Objective. Reproduce, without any change, the lines of the material between the line containing "outline --target=wooden ceiling" and the line containing "POLYGON ((262 19, 277", inclusive.
[Begin Records for this task]
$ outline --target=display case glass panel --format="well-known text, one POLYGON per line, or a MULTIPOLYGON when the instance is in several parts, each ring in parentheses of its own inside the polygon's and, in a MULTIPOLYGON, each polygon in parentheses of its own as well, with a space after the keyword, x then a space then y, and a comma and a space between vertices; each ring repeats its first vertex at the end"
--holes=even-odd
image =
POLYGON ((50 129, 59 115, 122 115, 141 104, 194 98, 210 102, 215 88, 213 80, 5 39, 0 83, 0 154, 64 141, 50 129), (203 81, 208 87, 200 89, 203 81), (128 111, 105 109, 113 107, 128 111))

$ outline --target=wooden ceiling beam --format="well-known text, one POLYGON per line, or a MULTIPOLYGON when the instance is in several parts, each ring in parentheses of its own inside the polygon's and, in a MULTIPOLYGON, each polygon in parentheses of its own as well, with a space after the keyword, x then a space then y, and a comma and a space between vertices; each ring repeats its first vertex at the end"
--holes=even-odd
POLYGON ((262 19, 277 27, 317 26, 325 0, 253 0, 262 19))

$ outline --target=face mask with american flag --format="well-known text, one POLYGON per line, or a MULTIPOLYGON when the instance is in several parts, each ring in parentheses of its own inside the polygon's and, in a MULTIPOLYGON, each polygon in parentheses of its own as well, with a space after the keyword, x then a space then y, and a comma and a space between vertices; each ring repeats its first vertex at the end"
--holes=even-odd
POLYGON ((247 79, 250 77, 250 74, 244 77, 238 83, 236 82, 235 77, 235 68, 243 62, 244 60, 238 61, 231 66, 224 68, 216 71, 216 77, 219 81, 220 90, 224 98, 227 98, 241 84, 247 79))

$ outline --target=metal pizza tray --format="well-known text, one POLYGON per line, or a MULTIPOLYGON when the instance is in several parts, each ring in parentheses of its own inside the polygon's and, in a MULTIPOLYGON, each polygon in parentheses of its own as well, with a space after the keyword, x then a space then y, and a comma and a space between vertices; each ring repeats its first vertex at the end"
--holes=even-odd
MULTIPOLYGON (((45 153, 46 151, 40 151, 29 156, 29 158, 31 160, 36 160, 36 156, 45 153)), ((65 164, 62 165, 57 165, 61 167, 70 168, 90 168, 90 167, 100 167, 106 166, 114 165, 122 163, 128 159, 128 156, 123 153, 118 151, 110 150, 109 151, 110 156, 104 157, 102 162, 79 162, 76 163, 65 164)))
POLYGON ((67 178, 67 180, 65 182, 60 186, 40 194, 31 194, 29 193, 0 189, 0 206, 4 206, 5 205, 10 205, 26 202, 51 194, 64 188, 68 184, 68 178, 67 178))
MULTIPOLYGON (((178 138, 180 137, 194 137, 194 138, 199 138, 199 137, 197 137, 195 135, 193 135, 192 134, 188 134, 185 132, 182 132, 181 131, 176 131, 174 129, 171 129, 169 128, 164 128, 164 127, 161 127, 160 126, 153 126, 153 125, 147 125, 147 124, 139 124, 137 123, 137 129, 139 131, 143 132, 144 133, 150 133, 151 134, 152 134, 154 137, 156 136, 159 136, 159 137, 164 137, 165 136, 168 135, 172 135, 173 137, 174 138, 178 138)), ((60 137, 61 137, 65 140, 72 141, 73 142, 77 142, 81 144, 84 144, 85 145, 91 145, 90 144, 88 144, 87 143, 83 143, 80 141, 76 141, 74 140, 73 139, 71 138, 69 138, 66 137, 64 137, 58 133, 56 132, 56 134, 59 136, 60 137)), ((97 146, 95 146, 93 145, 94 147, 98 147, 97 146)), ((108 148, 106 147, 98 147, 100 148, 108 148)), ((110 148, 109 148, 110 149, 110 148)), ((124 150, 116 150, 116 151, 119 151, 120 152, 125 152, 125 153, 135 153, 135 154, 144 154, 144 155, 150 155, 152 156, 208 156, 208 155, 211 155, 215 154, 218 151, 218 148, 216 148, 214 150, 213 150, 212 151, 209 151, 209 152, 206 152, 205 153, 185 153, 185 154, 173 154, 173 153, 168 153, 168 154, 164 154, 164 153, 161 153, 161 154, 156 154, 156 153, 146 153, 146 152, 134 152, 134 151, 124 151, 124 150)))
[End Records for this task]
Full answer.
$ outline --target=wooden ceiling beam --format="well-known text, one POLYGON per line, or a MULTIPOLYGON when the instance is in several parts, each ring in parentheses of its own inside the polygon's and, in a MULTIPOLYGON, each polygon in parentheses of its own as well, with a space after the keyword, x then a space then y, and a comma and a space between vertices; each ring repeats its first vertex at the end"
--holes=even-odd
POLYGON ((262 19, 277 27, 317 26, 325 0, 253 0, 262 19))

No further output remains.